EXPLORE THE MATERIAL:
- A) According to the profile of Dr. Jennifer Chandler, what honor did she receive in 2024?
- B) Please swap "tort law" for "contract law" in the profile of Dr. Jennifer Chandler, giving the passage starting with "Board member" and going on through "Field of Neuroethics.".
- C) Carry the profile of Dr. Jennifer Chandler forward from its last sentence.

EXCERPT:
Dr. Jennifer Chandler

Board member

Dr. Jennifer A. Chandler studies the legal and ethical aspects of biomedical science and technology, with a focus on (1) the intersection of the brain sciences, law and ethics, and (2) legal policy related to organ donation and transplantation. She holds a Tier 1 Canada Research Chair in the Law and Ethics of Brain Technologies, and teaches mental health law and neuroethics, tort law, and medico-legal issues. In 2024 she received the International Neuroethics Society’s highest honour, the Steven E Hyman Award for Distinguished Service to the Field of Neuroethics.

In her research, she collaborates with a diverse international group of academics and clinicians and she led the recent publication of the first international comparative study of the laws of “psychosurgery” with the contributions of leading functional neurosurgeons from Europe, Asia and the Americas. Her tri-national collaborative project – Hybrid Minds– brings together researchers from Switzerland, Germany and Canada to examine the implications of embedding artificial intelligence within neuroprosthetics.

Dr. Jennifer Chandler regularly contributes to Canadian governmental policy on challenging matters of biomedicine. She sat on the Government’s independent panel advising on safeguards related to medical assistance in dying in the context of mental illness in 2022, and was a member of the 2018 Government-commissioned National Expert Panel on Medical Assistance in Dying. She is a member of the Canadian Academy of Health Sciences, and in 2024-2025, she chaired the Academy’s expert panel that produced a major report on fetal alcohol spectrum disorder for the Government of Canada.

Stored data entries
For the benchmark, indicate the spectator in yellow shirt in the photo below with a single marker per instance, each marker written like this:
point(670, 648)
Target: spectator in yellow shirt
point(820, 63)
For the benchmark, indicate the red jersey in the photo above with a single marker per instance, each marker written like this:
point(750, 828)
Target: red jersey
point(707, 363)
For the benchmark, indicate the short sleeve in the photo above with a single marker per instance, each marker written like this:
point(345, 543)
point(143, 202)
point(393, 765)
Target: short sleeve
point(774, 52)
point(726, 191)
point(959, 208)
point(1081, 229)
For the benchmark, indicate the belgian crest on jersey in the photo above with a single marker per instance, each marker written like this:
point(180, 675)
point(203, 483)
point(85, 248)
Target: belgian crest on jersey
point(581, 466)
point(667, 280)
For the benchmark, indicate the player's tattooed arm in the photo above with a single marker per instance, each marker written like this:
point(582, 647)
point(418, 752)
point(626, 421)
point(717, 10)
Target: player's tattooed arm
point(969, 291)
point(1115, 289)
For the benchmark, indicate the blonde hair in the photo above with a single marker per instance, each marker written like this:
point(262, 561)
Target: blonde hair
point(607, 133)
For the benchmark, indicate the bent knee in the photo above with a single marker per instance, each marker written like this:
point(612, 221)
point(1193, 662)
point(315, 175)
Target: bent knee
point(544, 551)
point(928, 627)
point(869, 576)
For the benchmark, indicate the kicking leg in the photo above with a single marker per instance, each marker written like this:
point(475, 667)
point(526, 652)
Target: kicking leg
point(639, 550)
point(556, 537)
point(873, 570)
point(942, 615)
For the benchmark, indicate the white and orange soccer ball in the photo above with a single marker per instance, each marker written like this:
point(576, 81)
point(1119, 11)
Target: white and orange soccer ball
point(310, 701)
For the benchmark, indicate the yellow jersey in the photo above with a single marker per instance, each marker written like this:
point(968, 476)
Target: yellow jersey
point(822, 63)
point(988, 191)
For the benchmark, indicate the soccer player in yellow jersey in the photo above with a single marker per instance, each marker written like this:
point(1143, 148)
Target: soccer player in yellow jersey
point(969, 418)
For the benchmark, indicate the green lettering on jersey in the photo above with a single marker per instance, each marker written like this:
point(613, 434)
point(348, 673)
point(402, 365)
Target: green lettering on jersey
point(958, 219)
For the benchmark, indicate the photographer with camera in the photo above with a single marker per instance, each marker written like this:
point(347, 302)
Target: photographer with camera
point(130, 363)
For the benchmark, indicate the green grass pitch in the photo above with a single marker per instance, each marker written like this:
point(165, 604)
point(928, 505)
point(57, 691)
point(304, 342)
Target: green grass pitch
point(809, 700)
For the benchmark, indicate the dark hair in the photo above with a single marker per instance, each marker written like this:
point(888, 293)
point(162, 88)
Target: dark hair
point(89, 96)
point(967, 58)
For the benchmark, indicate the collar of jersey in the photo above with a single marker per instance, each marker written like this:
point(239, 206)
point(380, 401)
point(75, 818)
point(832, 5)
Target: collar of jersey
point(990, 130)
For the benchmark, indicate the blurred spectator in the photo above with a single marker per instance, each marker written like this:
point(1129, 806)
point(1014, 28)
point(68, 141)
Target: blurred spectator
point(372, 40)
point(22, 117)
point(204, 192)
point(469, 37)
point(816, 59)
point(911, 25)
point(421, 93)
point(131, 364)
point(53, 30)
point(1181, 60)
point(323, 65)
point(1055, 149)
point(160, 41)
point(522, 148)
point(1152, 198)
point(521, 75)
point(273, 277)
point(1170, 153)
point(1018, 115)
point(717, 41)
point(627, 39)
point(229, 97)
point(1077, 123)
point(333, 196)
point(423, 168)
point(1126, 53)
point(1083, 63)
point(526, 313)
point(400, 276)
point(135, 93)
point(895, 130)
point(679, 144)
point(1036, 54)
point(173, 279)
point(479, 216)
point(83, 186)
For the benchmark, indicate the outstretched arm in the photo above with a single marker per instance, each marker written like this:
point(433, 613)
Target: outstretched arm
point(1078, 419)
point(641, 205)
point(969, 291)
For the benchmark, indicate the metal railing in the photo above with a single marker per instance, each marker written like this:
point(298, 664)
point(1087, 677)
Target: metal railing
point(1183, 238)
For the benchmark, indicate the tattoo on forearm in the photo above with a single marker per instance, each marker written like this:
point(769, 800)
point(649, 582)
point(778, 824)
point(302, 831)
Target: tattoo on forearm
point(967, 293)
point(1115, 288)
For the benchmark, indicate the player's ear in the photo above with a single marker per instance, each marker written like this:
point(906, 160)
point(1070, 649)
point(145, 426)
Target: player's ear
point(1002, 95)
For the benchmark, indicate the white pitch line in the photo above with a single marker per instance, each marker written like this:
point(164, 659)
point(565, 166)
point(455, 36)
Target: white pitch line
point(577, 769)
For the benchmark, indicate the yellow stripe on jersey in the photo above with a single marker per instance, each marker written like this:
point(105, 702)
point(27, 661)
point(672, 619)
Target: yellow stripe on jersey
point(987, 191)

ANSWERS FOR EACH ITEM:
- A) She received the International Neuroethics Society's Steven E Hyman Award for Distinguished Service to the Field of Neuroethics.

- B)
Board member

Dr. Jennifer A. Chandler studies the legal and ethical aspects of biomedical science and technology, with a focus on (1) the intersection of the brain sciences, law and ethics, and (2) legal policy related to organ donation and transplantation. She holds a Tier 1 Canada Research Chair in the Law and Ethics of Brain Technologies, and teaches mental health law and neuroethics, contract law, and medico-legal issues. In 2024 she received the International Neuroethics Society’s highest honour, the Steven E Hyman Award for Distinguished Service to the Field of Neuroethics.

- C)
She is an Associate Editor for the journal Neuroethics, and currently serves on international editorial boards in the field, including Clinical Neuroethics (part of the Cambridge Quarterly of Healthcare Ethics), the Springer Book Series Advances in Neuroethics, and the Palgrave-MacMillan Book Series Law, Neuroscience and Human Behavior.

Her ethico-legal and qualitative empirical research at the cutting edge of advances in biomedical science and technology has been funded by CIHR, SSHRC, Canadian Blood Services, the Stem Cell Network, Genome Canada, Law Foundation of Ontario and the Canadian National Transplant Research Program.

She holds degrees in Law from Harvard University and Queen’s University, and a degree in Biology from the University of Western Ontario. She a Full Professor in the University of Ottawa’s Faculty of Law, with cross-appointment to the Faculty of Medicine.